***** SOURCE EXCERPT *****

The WFH workforce and hybrid workplace are the new normal, and while that means opportunity in WFH A4 print solutions, it also means changes in the traditional office printing environment. In an MPSA webinar: “Printing in the Hybrid Workplace: Survey Results of IT Decision Makers from Quocirca,” 41% of U.S. survey respondents said they were replacing centralized A3 MFPs with distributed A4 models. Market demand for A4 is there and growing, and most dealers realize this.
It’s not a hardware decision anymore
In the early days of the A4 versus A3 debate, A3 manufacturers marketed “copier-based” A3 MFPs as providing better TCO and higher functionality than “printer-based” (toner cartridge) A4 MFPs. The TCO claim was debatable; “copier-based” A3 MFP models had a pay me now higher initial hardware cost and lower ongoing supply and service costs, while the “printer-based” models were a pay me later low initial hardware cost and higher ongoing supply costs. Over time and similar page volumes, the two TCO models ultimately converged. What was clear was that to support enterprise page volumes and get additional paper feed options, finishing options, security features, and solution integration, a customer and dealer had to choose an A3 MFP model.
All that has radically changed over the past few years as A3 OEMs have introduced A4 MFP models that match performance, paper feed options, finishing options, security features, and solution integration of their A3 counterparts. Additionally, the supply and service costs for these A4 models rival the A3 models. Traditional A4 OEMs have stepped up in these areas as well. Today, the right MFP solution decision comes down to how to best meet the important issues customers have such as reducing print costs, integrating printers and copiers with software applications, scanning documents, and securing printers and copiers. It’s no longer an either/or hardware decision; all can be done competitively and profitably with A3 and A4 models.
Supporting “(fill in the blank)-as-a-Service”
Advanced A4 MFPs can provide a good foundation for the as-a-Service business models being implemented today. Whether using traditional MPS, seat-based billing, flat rate plans or others, the key to being profitable with these types of plans is controlling services delivery costs and understanding that the MFP or print hardware is part of these costs. A4 hardware can be significantly lower in cost than A3 hardware and deliver the features and functions needed to support the surrounding services (print security, scanning, workflow integration, etc.). Unless there is a specific need for A3/ledger-size print capability, most customers don’t care whether the device that’s used is A3 or A4. Some customers may have that large print need; many don’t.
What is the answer to the A4 debate? Here’s a blast from the past from the movie The Karate Kid: “The answer is only important if you ask the right question.” That question is, “How can a dealer more competitively and profitably provide the type of print solutions customers now expect in a rapidly changing marketplace?” The answer most likely includes managing the right A4 and A3 hardware mix based on a customer’s specific needs.

*****

DIRECTIVES:
[A] According to the printing article, what share of U.S. survey respondents said they were replacing centralized A3 MFPs with distributed A4 models?
[B] Using the printing article, explain why advanced A4 MFPs provide a good foundation for as-a-Service business models.

***** ENTRIES PROVIDED *****

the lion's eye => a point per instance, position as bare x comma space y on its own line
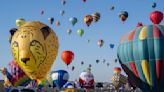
33, 43
15, 44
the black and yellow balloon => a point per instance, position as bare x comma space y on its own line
34, 46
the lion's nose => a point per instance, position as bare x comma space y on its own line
24, 60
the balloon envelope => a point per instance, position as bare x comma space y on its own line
123, 15
67, 57
80, 32
96, 16
73, 20
88, 19
156, 17
140, 54
34, 47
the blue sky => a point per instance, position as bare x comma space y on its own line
109, 28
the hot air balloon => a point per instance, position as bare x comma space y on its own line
86, 79
117, 70
80, 32
69, 31
57, 23
112, 8
100, 43
84, 1
16, 76
154, 5
142, 58
67, 57
88, 40
139, 24
59, 77
96, 16
107, 64
32, 84
118, 79
51, 20
20, 22
115, 60
62, 12
73, 68
156, 17
73, 20
111, 46
88, 20
97, 61
82, 62
42, 12
70, 90
69, 85
63, 2
90, 65
123, 15
104, 60
37, 49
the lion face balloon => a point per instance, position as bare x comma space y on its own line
34, 46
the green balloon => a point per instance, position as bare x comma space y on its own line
20, 22
80, 32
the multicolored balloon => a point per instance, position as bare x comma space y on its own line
112, 8
73, 20
111, 46
34, 47
51, 20
16, 76
62, 12
117, 70
59, 77
57, 23
42, 12
63, 2
67, 57
20, 22
100, 43
69, 31
156, 17
84, 1
96, 16
123, 15
69, 85
118, 80
86, 80
80, 32
88, 20
140, 54
154, 5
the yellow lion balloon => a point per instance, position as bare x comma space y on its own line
34, 46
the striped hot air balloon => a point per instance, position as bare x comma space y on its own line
141, 55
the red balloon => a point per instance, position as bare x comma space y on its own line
117, 69
67, 57
139, 24
156, 17
84, 0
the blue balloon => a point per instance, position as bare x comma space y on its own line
73, 20
59, 77
111, 46
69, 85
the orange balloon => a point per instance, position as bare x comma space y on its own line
117, 70
67, 57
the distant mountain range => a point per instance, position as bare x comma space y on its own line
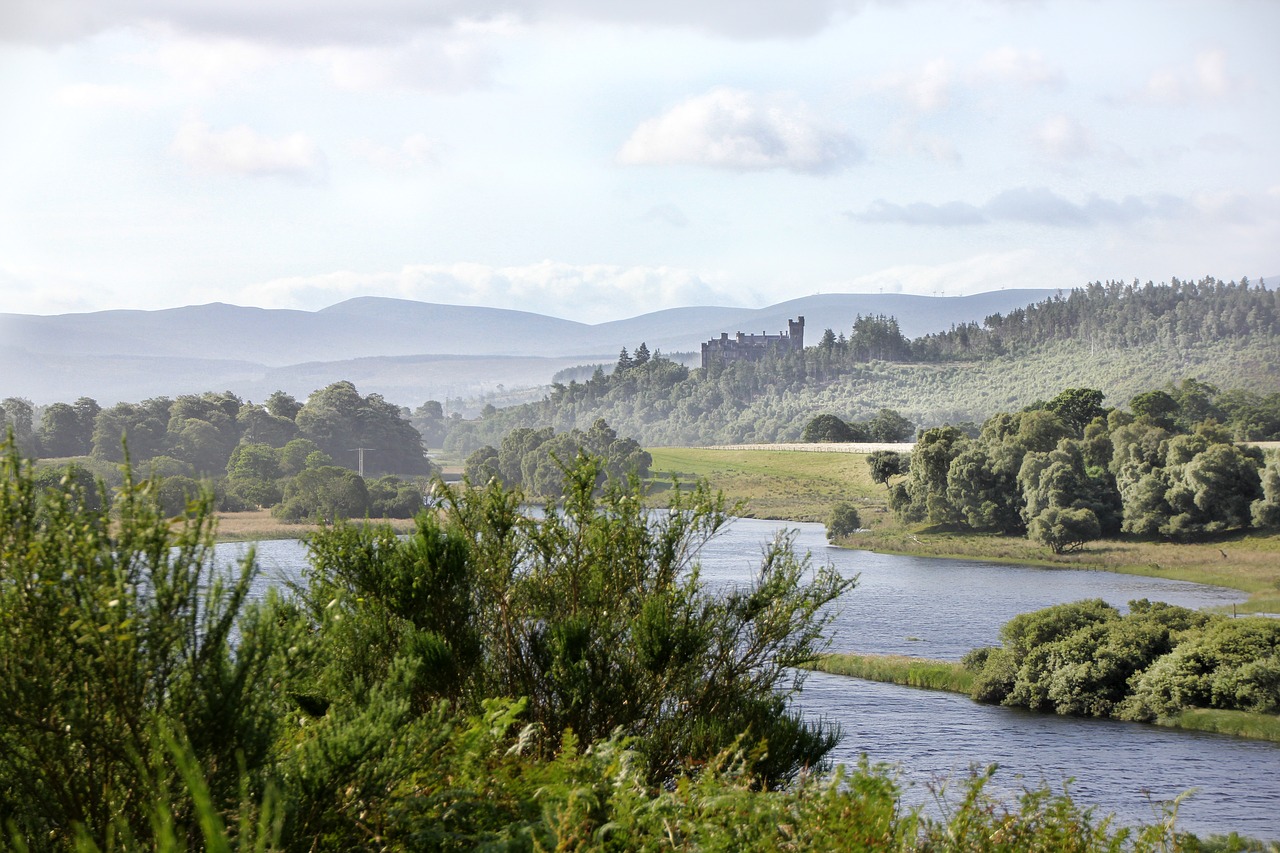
407, 351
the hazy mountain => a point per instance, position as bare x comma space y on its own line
408, 351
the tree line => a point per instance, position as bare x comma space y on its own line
1119, 337
492, 680
1086, 658
297, 457
1069, 470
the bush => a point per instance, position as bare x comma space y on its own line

*****

SOLUTION SET:
[A] 41% of U.S. survey respondents.

[B] Profit under these plans depends on controlling the cost of delivering services, and the print hardware is part of that cost. A4 hardware can cost significantly less than A3 hardware while still delivering the features and functions the surrounding services need, such as print security, scanning and workflow integration.